> [Prompt A]:
According to the conversation transcript, how much screen time per day did the speaker have at the summer camp?
> [Prompt B]:
Reproduce the part of the conversation transcript starting with "But yeah, just" and going on through "Like private story.".

-- START Text provided --

So I feel like I have a fairly similar story of how I got into shooting photos and videos. I was on a family trip to Jamaica, and my I convinced my mom to bring her little DSLR T-series camera, and I took that at one of the excursions we went to, and I was like running around the entire place taking photos of the sunset. And from from that moment, I was like, this is cool. I want to do more of this. That's awesome.

SPEAKER_02

But yeah, just to go further, like after that, got to summer camp, or I lived for a week at a friend's house, like 30 minutes out of San Francisco. It was in San Anselmo, it was called very cool, very nice place. Um, and just went to San Francisco for a day. I remember I made a video, vlogged that, went mountain biking with like my friend's dad, made a video about that, and then got into summer camp. And then pretty much that whole summer, not that much content because I was really busy and not really on my phone much at the camp. And just yeah, just made whatever I could, some running videos, some but it was like pretty low quality.

SPEAKER_00

More so just documenting everything you were doing.

SPEAKER_02

Exactly, right? Like private story.

SPEAKER_00

Was that kind of your approach to it? You didn't want to like feel like you were creating stuff, you just wanted to document your day your daily life, basically.

SPEAKER_02

Exactly, yeah. I definitely had in the back of my head, like, oh, I want to make this consumable and I want it to get more views, but at the same time, it was more so for like that small amount of friends that I had following it and supporting it and just doing it for them because especially because at this summer camp, I didn't, I barely called anyone and talked to anyone because my screen time was like 30 minutes a day at the camp. Because you're working, then you're hanging out with friends at the summer camp, you're with the kids, you're you're going to the campfire, like you're not online at all. Yeah. So this is a good way to okay, every couple days I try and get a video out, and this is an update that way. I'm still sharing.

SPEAKER_00

Yeah. When did you get to a point where you saw the feedback you were getting and you were like, this is working?

SPEAKER_02

So there's two or three probably points where I would get it, and then I'd be like, okay, we're doing this, and then maybe I'd get another one. But the first one was definitely, I remember around the end of summer camp, whenever we'd have these days off that I'd do with my friends, we'd go like into the park. I remember we went to Tuami Meadows or like Half Dome, Clouds Rest. Those are pretty like famous hikes. Some people might know them that are listening. But I filmed it with my Z V E 10. I had the Z V E 10 at the time. Didn't really use it for most of my time at camp because I just thought, I don't know, I just didn't think it looked good.

SPEAKER_00

Yeah.

-- END Text provided --
-- START Provided data --

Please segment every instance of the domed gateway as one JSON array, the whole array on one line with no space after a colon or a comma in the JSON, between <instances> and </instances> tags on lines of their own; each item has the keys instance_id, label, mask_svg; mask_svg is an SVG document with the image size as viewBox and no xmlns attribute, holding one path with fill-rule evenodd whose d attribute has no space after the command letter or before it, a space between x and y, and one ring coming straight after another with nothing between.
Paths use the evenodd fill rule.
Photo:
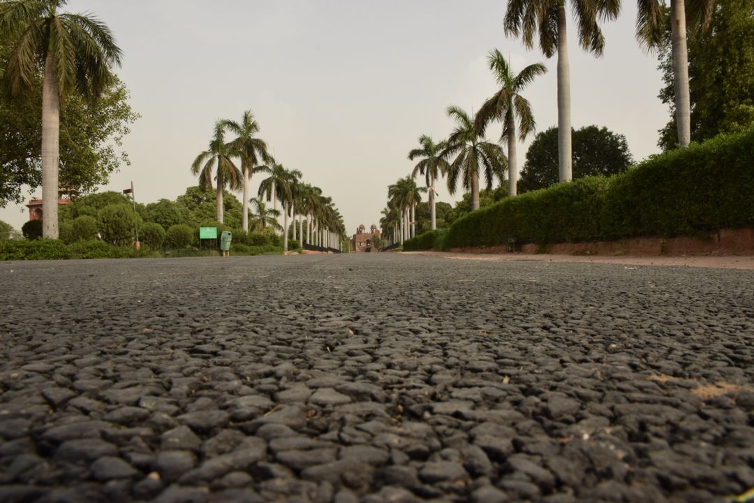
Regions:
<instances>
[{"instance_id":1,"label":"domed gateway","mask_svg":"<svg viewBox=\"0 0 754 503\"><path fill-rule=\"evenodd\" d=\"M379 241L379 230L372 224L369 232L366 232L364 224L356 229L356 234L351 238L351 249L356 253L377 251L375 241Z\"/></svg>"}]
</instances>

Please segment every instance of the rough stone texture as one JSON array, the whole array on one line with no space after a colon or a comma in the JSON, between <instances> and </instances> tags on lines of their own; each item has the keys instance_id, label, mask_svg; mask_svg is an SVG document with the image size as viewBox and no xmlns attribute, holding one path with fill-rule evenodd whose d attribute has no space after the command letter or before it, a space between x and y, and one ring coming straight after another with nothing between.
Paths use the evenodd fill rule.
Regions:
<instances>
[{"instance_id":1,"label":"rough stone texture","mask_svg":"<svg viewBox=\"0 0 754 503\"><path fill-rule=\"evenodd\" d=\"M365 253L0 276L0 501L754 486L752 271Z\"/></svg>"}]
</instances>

-- END Provided data --

> [Full answer A]:
About 30 minutes a day.

> [Full answer B]:
But yeah, just to go further, like after that, got to summer camp, or I lived for a week at a friend's house, like 30 minutes out of San Francisco. It was in San Anselmo, it was called very cool, very nice place. Um, and just went to San Francisco for a day. I remember I made a video, vlogged that, went mountain biking with like my friend's dad, made a video about that, and then got into summer camp. And then pretty much that whole summer, not that much content because I was really busy and not really on my phone much at the camp. And just yeah, just made whatever I could, some running videos, some but it was like pretty low quality.

SPEAKER_00

More so just documenting everything you were doing.

SPEAKER_02

Exactly, right? Like private story.